#### DOCUMENT PASSAGE
↓
People with hypermobility and dysautonomia are often handed a generic strengthening program, told to push through, and left worse than they started. Physiotherapy is frequently where that goes wrong — and, when it's done with the whole picture in view, where it finally goes right.
biio. was built for patients with complex invisible illness — hypermobility, dysautonomia, MCAS, chronic pain and fatigue, and the presentations that travel with them. In two years we've cared for more than 4,000 people across more than 17,000 consults and grown to a team of more than 50. We're now opening a Melbourne clinic in July/August — our first east-coast site, with Sydney and Brisbane to follow.
We're looking for a physiotherapist to join it onsite in Collingwood, with these presentations as the caseload rather than the occasional complex case. Integrative practitioners are welcome, and a musculoskeletal background is genuinely valued — what matters most is wanting to work with this population and reason through it alongside other disciplines.
↑
#### Stored data entries
↓
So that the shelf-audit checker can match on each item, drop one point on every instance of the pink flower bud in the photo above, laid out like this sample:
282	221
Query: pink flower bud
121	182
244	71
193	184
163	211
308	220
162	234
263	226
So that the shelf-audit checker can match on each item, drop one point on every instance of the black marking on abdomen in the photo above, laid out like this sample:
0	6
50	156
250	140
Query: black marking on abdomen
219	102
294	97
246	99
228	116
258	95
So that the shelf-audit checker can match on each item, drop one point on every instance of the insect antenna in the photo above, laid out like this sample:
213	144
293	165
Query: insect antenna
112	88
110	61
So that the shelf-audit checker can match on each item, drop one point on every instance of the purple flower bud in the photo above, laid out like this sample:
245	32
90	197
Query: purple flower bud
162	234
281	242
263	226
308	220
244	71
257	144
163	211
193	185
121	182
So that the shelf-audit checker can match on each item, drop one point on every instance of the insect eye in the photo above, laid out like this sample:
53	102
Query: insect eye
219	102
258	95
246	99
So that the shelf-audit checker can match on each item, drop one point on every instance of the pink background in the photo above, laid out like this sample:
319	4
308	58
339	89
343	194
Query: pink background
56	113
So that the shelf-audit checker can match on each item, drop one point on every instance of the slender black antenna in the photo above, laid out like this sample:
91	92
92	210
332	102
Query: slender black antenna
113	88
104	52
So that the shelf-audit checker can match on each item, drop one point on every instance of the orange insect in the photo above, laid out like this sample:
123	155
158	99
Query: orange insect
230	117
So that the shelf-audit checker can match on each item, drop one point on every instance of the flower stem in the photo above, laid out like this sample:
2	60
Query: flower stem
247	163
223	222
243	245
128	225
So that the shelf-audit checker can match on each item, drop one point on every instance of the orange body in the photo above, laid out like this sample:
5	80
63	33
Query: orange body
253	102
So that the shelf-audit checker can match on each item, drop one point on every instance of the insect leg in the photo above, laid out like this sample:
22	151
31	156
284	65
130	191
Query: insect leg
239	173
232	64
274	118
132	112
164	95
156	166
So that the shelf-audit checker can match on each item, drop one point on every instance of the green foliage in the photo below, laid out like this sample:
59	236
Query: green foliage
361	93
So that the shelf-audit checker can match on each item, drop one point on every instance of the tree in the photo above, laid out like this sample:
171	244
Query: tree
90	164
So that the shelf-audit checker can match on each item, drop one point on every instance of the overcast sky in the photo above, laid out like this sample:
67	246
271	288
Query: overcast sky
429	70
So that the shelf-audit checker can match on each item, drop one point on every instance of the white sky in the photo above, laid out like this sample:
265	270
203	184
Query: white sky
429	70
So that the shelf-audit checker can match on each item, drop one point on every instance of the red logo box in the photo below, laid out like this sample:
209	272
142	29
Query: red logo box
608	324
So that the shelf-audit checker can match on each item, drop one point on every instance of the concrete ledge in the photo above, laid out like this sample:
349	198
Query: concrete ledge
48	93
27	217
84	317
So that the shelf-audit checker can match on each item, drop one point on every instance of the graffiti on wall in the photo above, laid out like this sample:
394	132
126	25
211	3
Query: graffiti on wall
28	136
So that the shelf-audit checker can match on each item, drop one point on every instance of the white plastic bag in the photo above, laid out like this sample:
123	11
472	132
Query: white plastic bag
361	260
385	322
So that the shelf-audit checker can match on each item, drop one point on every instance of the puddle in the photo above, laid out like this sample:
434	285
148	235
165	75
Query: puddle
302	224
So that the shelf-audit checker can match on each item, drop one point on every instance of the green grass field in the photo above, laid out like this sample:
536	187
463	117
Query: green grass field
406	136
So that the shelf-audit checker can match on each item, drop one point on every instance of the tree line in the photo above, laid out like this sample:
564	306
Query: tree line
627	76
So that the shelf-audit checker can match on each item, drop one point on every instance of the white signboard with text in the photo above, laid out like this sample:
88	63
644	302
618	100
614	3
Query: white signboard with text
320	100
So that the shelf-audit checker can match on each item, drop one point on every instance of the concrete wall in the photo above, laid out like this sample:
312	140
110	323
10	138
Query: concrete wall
↑
#### WORK REQUEST 1
Answer these questions from the job posting:
(a) How many people has biio. cared for in its first two years?
(b) In which suburb will the physiotherapist work onsite?
(c) When is the Melbourne clinic opening?
#### WORK REQUEST 2
Revise the job posting from "People with hypermobility" to "finally goes right.", inclusive, and replace "generic" with "standard".
The items are separate from the job posting.

#### WRITTEN ANSWER 1
(a) More than 4,000 people.
(b) Collingwood.
(c) In July/August.

#### WRITTEN ANSWER 2
People with hypermobility and dysautonomia are often handed a standard strengthening program, told to push through, and left worse than they started. Physiotherapy is frequently where that goes wrong — and, when it's done with the whole picture in view, where it finally goes right.